* _Task details_: Copy out the lines that begin at the one containing "shadow on sand?" and continue to the end of the records, reproducing each one character for character.

* _Listed records_:
########################################
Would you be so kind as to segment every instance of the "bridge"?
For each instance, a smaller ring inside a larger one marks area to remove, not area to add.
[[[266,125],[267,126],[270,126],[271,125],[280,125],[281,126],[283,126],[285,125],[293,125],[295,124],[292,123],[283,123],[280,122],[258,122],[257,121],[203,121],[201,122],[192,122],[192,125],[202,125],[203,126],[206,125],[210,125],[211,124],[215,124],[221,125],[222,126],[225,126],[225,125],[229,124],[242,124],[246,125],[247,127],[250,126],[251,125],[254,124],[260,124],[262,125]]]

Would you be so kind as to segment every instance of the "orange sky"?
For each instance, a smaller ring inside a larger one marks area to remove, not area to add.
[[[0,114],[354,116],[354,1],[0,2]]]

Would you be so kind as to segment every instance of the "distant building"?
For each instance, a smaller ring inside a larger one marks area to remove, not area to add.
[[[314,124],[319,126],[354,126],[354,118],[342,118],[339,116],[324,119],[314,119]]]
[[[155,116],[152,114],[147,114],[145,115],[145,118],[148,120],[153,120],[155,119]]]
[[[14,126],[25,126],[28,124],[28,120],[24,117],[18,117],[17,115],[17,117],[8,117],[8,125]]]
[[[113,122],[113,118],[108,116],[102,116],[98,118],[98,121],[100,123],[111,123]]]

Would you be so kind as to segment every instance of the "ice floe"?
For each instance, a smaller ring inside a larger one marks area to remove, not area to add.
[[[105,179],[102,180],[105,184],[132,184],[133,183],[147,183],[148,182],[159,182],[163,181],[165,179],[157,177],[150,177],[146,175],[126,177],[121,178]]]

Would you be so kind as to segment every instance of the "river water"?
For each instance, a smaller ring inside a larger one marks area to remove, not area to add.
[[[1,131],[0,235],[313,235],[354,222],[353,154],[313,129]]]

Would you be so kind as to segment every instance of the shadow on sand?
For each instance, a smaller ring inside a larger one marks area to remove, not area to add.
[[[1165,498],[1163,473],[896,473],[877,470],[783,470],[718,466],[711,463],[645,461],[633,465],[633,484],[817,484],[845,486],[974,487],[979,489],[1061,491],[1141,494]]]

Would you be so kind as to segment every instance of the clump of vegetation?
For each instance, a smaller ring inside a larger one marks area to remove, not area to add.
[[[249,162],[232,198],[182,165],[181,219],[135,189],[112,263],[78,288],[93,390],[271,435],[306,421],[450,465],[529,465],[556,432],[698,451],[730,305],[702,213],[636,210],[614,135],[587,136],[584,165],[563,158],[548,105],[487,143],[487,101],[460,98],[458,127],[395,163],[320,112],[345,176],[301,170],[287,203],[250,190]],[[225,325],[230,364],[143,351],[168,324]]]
########################################
* _Correct response_:
Would you be so kind as to segment every instance of the shadow on sand?
For each instance, a smaller ring inside a larger one marks area to remove, not area to add.
[[[1165,498],[1163,473],[896,473],[877,470],[783,470],[718,466],[711,463],[645,461],[633,465],[633,484],[817,484],[845,486],[974,487],[979,489],[1061,491],[1141,494]]]

Would you be so kind as to segment every instance of the clump of vegetation?
For each instance, a smaller ring inside a larger one marks area to remove, not area to add.
[[[249,162],[232,198],[182,165],[181,219],[135,189],[112,263],[78,288],[93,390],[271,435],[306,421],[450,465],[529,465],[556,432],[698,451],[730,305],[702,213],[636,210],[614,135],[587,136],[584,165],[563,158],[548,105],[487,143],[487,101],[460,98],[458,127],[395,163],[320,112],[345,176],[301,170],[287,203],[250,190]],[[225,325],[230,364],[143,351],[168,324]]]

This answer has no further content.